[Named-object pointing records]

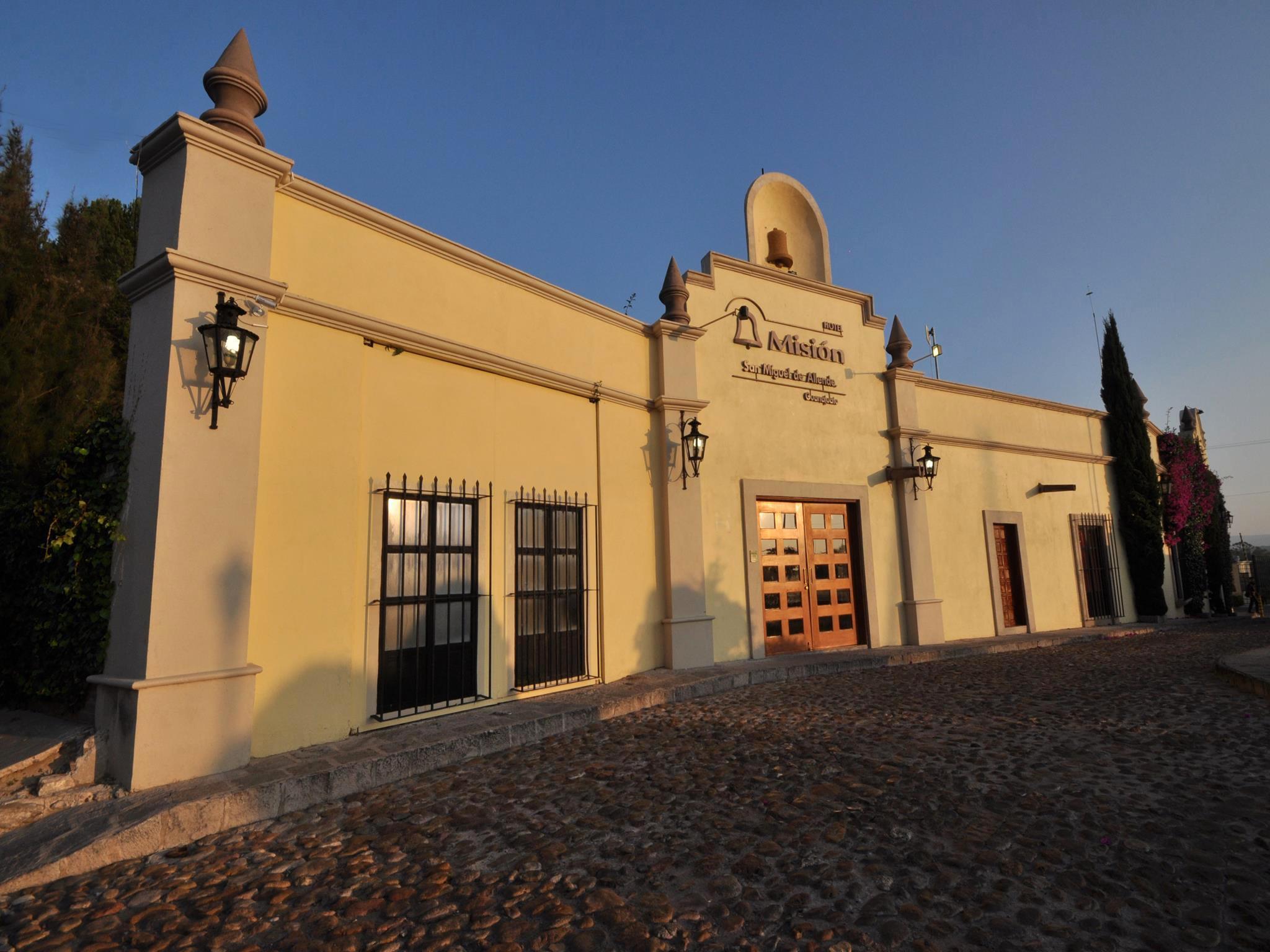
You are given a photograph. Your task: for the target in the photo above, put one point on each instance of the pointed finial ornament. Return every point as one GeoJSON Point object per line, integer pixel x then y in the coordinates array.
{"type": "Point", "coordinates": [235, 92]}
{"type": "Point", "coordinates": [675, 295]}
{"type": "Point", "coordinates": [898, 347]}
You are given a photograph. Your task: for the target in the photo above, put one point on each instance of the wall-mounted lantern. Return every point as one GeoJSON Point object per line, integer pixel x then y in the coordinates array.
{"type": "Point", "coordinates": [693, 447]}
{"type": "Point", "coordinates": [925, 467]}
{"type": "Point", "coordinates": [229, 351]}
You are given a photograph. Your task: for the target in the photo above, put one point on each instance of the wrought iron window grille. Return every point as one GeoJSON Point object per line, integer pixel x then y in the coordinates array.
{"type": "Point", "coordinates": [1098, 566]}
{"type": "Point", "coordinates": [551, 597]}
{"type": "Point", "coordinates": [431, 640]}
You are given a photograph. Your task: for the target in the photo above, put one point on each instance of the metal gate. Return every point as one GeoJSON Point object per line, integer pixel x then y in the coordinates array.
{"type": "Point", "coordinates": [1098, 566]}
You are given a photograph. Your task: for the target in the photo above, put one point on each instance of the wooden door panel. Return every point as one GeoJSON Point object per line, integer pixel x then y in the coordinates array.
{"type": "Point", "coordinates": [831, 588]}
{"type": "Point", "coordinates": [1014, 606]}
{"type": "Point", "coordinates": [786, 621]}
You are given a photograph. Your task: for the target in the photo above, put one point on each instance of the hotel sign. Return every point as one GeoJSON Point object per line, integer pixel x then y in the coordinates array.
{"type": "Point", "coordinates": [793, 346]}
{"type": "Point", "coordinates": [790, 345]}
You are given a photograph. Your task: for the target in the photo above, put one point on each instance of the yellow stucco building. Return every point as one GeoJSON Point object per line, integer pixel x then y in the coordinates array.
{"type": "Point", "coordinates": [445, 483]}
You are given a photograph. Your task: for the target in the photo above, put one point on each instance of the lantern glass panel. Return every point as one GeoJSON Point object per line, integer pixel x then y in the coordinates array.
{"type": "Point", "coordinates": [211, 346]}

* What to do *
Take the line that contains "of the yellow" and each line after it down to the last of the records, and retype them exactly; add nothing else.

* Correct output *
You are given a photograph. Your task: for the target in the photo above, put one point on each instance of the yellow stucco building. Return every point as one GeoJSON Point object per line, integer pixel x then y in the coordinates array.
{"type": "Point", "coordinates": [445, 483]}
You are given a photograph. Your task: for the target in the photo above, put one point on each instance of the lantern glass panel. Return every point as one GeoJSON Point object per line, integer pixel x then y in the coordinates array.
{"type": "Point", "coordinates": [211, 346]}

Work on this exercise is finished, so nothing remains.